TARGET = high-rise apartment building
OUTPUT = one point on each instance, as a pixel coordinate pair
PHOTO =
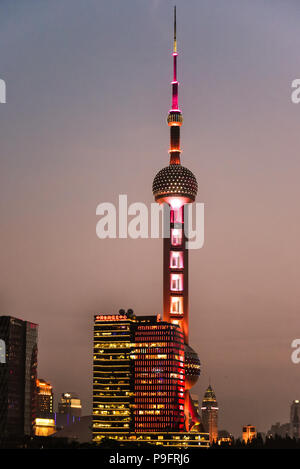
(159, 379)
(210, 412)
(44, 398)
(112, 377)
(18, 372)
(138, 374)
(44, 422)
(70, 404)
(249, 433)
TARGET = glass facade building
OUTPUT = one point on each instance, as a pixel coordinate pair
(18, 373)
(210, 411)
(138, 375)
(158, 378)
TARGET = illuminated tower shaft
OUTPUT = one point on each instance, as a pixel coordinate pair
(176, 186)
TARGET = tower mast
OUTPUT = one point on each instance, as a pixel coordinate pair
(176, 186)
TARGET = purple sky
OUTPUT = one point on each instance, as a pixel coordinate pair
(87, 96)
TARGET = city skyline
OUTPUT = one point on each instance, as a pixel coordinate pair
(76, 131)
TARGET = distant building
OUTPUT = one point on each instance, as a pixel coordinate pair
(18, 372)
(69, 403)
(249, 432)
(224, 437)
(279, 430)
(45, 421)
(210, 412)
(44, 398)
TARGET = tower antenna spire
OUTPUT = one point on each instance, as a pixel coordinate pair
(175, 40)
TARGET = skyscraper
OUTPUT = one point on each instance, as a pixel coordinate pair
(158, 378)
(44, 398)
(210, 412)
(138, 375)
(18, 370)
(69, 403)
(112, 377)
(295, 419)
(249, 433)
(44, 422)
(177, 186)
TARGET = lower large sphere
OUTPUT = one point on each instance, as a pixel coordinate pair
(175, 181)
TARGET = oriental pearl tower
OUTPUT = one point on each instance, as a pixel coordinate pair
(177, 186)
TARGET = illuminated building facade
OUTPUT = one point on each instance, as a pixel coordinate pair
(44, 398)
(210, 412)
(44, 422)
(139, 376)
(295, 419)
(112, 377)
(158, 378)
(18, 372)
(249, 432)
(70, 404)
(176, 186)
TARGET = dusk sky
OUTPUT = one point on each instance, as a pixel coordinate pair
(88, 92)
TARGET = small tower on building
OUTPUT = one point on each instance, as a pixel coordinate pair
(210, 412)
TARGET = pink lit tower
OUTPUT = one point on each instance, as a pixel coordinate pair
(177, 186)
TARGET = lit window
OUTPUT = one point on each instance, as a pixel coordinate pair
(176, 282)
(176, 305)
(176, 237)
(176, 260)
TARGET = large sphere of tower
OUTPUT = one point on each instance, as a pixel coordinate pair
(175, 181)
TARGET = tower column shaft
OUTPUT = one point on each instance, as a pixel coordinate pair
(175, 273)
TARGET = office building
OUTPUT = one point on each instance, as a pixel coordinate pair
(18, 373)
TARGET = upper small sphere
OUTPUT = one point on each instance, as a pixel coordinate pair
(175, 181)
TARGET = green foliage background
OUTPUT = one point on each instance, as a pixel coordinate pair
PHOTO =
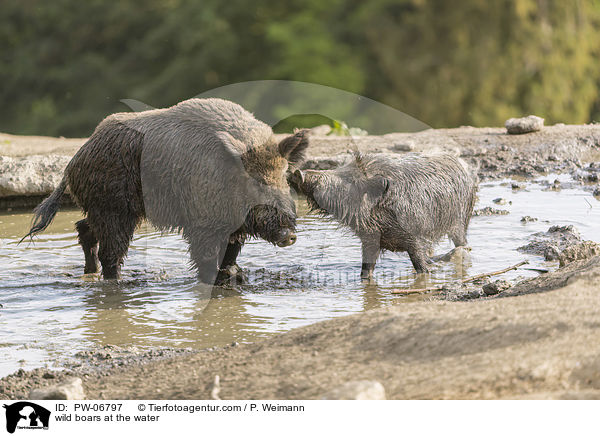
(65, 64)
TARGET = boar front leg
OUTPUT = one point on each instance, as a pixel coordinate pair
(370, 252)
(206, 248)
(418, 257)
(89, 244)
(229, 269)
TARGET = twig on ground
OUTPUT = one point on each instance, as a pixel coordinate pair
(467, 280)
(416, 291)
(495, 273)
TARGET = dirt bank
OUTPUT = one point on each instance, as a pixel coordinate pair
(31, 166)
(534, 346)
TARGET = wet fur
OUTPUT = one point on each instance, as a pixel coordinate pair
(395, 203)
(205, 167)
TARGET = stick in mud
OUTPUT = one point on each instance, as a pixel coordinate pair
(467, 280)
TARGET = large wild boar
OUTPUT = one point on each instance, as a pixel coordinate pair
(395, 203)
(205, 167)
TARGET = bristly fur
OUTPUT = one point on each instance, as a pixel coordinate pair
(204, 167)
(396, 203)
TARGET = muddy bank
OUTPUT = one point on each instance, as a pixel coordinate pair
(534, 346)
(33, 166)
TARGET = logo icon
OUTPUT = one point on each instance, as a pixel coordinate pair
(26, 415)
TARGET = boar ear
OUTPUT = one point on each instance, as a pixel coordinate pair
(235, 147)
(293, 147)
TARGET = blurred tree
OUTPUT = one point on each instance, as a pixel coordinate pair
(66, 64)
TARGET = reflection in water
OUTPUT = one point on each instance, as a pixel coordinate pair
(51, 311)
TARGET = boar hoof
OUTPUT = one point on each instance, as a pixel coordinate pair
(231, 275)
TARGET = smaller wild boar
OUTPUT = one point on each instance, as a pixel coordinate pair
(205, 167)
(395, 203)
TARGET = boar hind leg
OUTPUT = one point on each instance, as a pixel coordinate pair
(418, 257)
(89, 244)
(114, 236)
(459, 237)
(370, 253)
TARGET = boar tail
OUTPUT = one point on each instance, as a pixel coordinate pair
(46, 210)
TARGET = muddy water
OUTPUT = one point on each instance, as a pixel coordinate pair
(50, 311)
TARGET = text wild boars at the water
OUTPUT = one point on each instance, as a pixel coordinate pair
(395, 203)
(205, 167)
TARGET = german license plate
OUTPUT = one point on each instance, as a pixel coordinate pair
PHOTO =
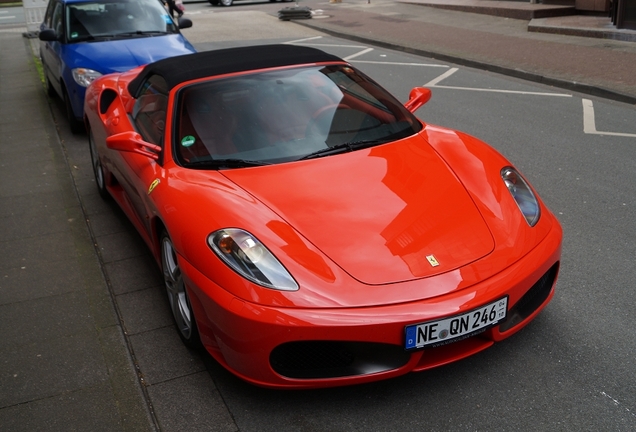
(444, 331)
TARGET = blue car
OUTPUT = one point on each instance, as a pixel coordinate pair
(84, 39)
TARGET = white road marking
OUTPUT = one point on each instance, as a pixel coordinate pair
(441, 77)
(303, 40)
(589, 122)
(364, 51)
(433, 84)
(401, 64)
(504, 91)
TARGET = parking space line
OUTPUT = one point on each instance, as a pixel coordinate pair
(433, 84)
(441, 77)
(503, 91)
(589, 122)
(364, 51)
(401, 64)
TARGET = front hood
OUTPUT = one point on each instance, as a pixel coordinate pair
(124, 54)
(388, 214)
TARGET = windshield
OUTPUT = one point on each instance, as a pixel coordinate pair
(285, 115)
(105, 19)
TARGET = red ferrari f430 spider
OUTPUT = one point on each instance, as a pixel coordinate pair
(311, 230)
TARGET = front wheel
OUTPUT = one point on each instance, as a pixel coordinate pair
(177, 294)
(98, 171)
(75, 125)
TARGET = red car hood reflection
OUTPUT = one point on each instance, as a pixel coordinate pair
(391, 213)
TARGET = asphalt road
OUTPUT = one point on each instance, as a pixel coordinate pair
(572, 369)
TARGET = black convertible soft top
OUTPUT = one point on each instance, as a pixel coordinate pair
(176, 70)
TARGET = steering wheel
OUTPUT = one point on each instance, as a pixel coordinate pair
(320, 122)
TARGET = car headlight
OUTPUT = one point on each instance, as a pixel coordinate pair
(251, 259)
(85, 76)
(521, 192)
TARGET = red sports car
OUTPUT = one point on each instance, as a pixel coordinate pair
(312, 231)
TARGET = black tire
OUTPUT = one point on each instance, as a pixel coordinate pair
(75, 125)
(177, 295)
(49, 87)
(98, 170)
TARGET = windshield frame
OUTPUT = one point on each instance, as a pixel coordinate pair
(377, 117)
(100, 20)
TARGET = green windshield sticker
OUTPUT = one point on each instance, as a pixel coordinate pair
(187, 141)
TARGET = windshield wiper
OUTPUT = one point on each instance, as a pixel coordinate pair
(342, 148)
(225, 163)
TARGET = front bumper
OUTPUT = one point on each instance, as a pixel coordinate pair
(305, 348)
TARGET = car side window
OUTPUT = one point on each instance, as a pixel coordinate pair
(49, 13)
(56, 20)
(149, 112)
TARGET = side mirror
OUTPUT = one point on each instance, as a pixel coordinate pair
(47, 35)
(184, 23)
(133, 142)
(418, 97)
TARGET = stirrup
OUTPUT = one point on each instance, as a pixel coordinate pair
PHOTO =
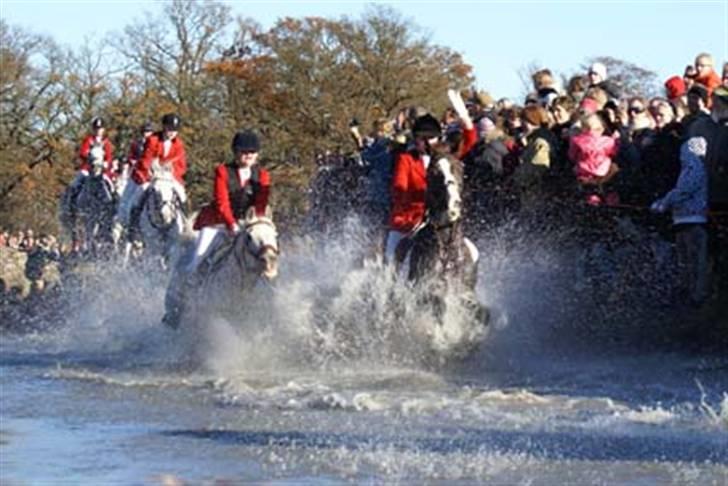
(171, 319)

◆ ◆ ◆ ◆ ◆

Task statement = From the material above, reproduce everything verbatim except the pictures.

Response =
TARGET = high-rise apartment building
OUTPUT = one point on each instance, as a pixel coordinate pair
PHOTO =
(159, 379)
(210, 412)
(44, 398)
(112, 377)
(18, 372)
(138, 374)
(44, 422)
(70, 404)
(249, 433)
TARGET = glass facade building
OUTPUT = one point on each instance, as a pixel coordinate pair
(18, 373)
(210, 411)
(138, 375)
(158, 378)
TARGET = illuminated tower shaft
OUTPUT = one point on each instance, as a pixel coordinate pair
(176, 186)
TARGET = tower mast
OUTPUT = one point on each instance, as a pixel coordinate pair
(176, 186)
TARGET = purple sky
OUTPUT = one point on each instance, as a pixel coordinate pair
(87, 96)
TARGET = city skyline
OUTPUT = one point on each instance, as a pixel coordinate pair
(76, 131)
TARGET = distant building
OUTPUT = one point on each instance, as a pixel coordinate pair
(18, 372)
(69, 403)
(249, 432)
(224, 437)
(279, 430)
(45, 421)
(210, 412)
(44, 398)
TARGET = tower antenna spire
OUTPUT = one point on each instance, as a pixel coordinate pair
(175, 40)
TARGET = skyscraper
OUTPUT = one point on each instance, as a pixel coordinate pair
(158, 378)
(44, 398)
(210, 412)
(138, 375)
(18, 370)
(69, 403)
(112, 377)
(295, 419)
(249, 433)
(44, 422)
(177, 186)
TARGET = lower large sphere
OUTPUT = one point on each instance, as a pixel coordinate pair
(175, 181)
TARGET = oriental pearl tower
OUTPUT = one point on each instance, as a pixel coordinate pair
(177, 186)
TARGET = illuminated building facade
OUTPUT = one point on each instance, as a pixel coordinate pair
(44, 398)
(210, 412)
(44, 422)
(139, 376)
(295, 419)
(112, 377)
(158, 378)
(18, 372)
(249, 432)
(70, 404)
(176, 186)
TARGET = dusk sky
OUTPUT = one point on each instance, as a pixel coordinate pair
(88, 92)
TARGET = small tower on building
OUTPUT = one point on each instance, as a pixel coordinate pair
(210, 412)
TARGET = pink lit tower
OUTPUT = one point on each instance, as a pixel coordinate pair
(177, 186)
TARGET = lit window
OUTPUT = one point on each instance, as a pixel coordinate pair
(176, 282)
(176, 305)
(176, 237)
(176, 260)
TARGET = large sphere of tower
OUTPUT = one point on each instance, as a pixel coordinate pair
(175, 181)
TARGET = tower column shaft
OUTPUT = one point on each instance, as a pixel coordinate pair
(175, 273)
TARGET = office building
OUTPUT = one point on each instance, as a pixel coordinate pair
(18, 373)
TARGET = upper small sphere
OUTPUT = one point on each instance, as a pixel coordinate pair
(175, 181)
TARGET = green foliage background
OUTPUT = one point on each instance, as a pixel coordinate pair
PHOTO =
(65, 64)
TARGET = boar front leg
OUTPUT = one point on each instance, as a pixel coordinate pair
(370, 252)
(206, 248)
(418, 257)
(89, 244)
(229, 269)
TARGET = twig on ground
OUTPUT = one point on each instance, as a pixel coordinate pair
(467, 280)
(416, 291)
(495, 273)
TARGET = dirt bank
OUTPUT = one point on each instance, as a pixel coordinate pair
(31, 166)
(534, 346)
TARGET = wet fur
OUTPUT = one point on each instance, as a pixel coordinate pair
(395, 203)
(205, 167)
TARGET = stick in mud
OUTPUT = one point on each instance, as a pixel coordinate pair
(467, 280)
TARGET = large wild boar
OUTPUT = one point on each instance, as a pixel coordinate pair
(395, 203)
(205, 167)
TARGET = bristly fur
OUTPUT = one point on each instance, as a pixel coordinate pair
(204, 167)
(396, 203)
TARGET = muddy bank
OUTPUT = one point on each instance, as a pixel coordinate pair
(534, 346)
(33, 166)
TARGET = logo icon
OUTPUT = one point on each instance, as a pixel coordinate pair
(26, 415)
TARGET = boar ear
OUTPUT = one point on each instance, as a pixel coordinate pair
(235, 147)
(293, 147)
TARGET = blurred tree
OUTPUT = one point on each instance, as a pixel coordinate pair
(66, 64)
TARGET = reflection in water
OUTPUT = one point on each instance, as a pixel coordinate pair
(51, 311)
TARGET = boar hoof
OUTPUT = one point on each instance, as a pixel coordinate pair
(231, 275)
TARGET = smaller wild boar
OUTPUT = one point on each instance, as a pixel coordinate pair
(205, 167)
(395, 203)
TARGET = boar hind leg
OUTPUT = one point on each instance, as a pixel coordinate pair
(418, 257)
(89, 244)
(114, 236)
(459, 237)
(370, 253)
TARGET = boar tail
OUTPUT = one point on each instance, as a pixel coordinate pair
(46, 210)
TARGET = muddy water
OUTPUT = one point on each instance, as a pixel coordinate pair
(50, 311)
TARGET = text wild boars at the water
OUTPUT = one point on each instance, as a pixel coordinate pair
(395, 203)
(205, 167)
TARGET = german license plate
OUTPUT = one point on each instance, as a pixel coordinate pair
PHOTO =
(444, 331)
TARGET = blue car
OUTPUT = one point on each instance, as a pixel coordinate pair
(84, 39)
TARGET = white road marking
OUTPUT = one point on each instance, as a pixel coordinate pair
(441, 77)
(303, 40)
(589, 122)
(364, 51)
(433, 84)
(401, 64)
(504, 91)
TARGET = parking space line
OUTPUT = one point on each instance, as a pixel coordinate pair
(433, 84)
(441, 77)
(503, 91)
(589, 122)
(364, 51)
(401, 64)
TARGET = front hood
OUTPUT = one point on each instance, as a pixel coordinate pair
(124, 54)
(388, 214)
TARGET = windshield
OUTPUT = one point on each instance, as a pixel coordinate pair
(285, 115)
(105, 19)
TARGET = red ferrari f430 spider
OUTPUT = one point on each instance, as a pixel coordinate pair
(311, 230)
TARGET = front wheel
OUTPUT = one point on each instance, as a pixel coordinate pair
(177, 294)
(98, 171)
(75, 125)
TARGET = red car hood reflection
OUTPUT = one point on each instance, as a pixel coordinate pair
(391, 213)
TARGET = asphalt road
OUTPUT = one point on each instance, as a pixel coordinate pair
(572, 369)
TARGET = black convertible soft top
OUTPUT = one point on each instance, as a pixel coordinate pair
(176, 70)
TARGET = steering wheel
OUTPUT = one point on each instance, as a pixel coordinate pair
(320, 122)
TARGET = car headlight
OUTPUT = one point on each instance, as a pixel coordinate pair
(251, 259)
(85, 76)
(521, 192)
TARGET = red sports car
OUTPUT = one point on each instance, as a pixel coordinate pair
(312, 231)
TARGET = black tire
OUTPUT = one point on each instance, as a pixel coordinate pair
(75, 125)
(177, 295)
(49, 87)
(98, 170)
TARGET = windshield frame
OUTPUT = one point on each instance, as a pixel coordinate pair
(377, 117)
(100, 20)
TARGET = green windshield sticker
OUTPUT = one point on each instance, as a pixel coordinate pair
(187, 141)
TARGET = windshield wiper
OUTPUT = one point on each instance, as a pixel coordinate pair
(342, 148)
(225, 163)
TARGET = front bumper
OUTPUT = one point on each instance, as a pixel coordinate pair
(305, 348)
TARGET = car side window
OUTPUT = one point on each instance, as a pixel coordinate pair
(49, 13)
(56, 20)
(149, 112)
TARGET = side mirror
OUTPUT = one point on each instance, as a pixel coordinate pair
(47, 35)
(184, 23)
(133, 142)
(418, 97)
TARGET = stirrup
OUTPUT = one point on each instance, as a pixel coordinate pair
PHOTO =
(171, 319)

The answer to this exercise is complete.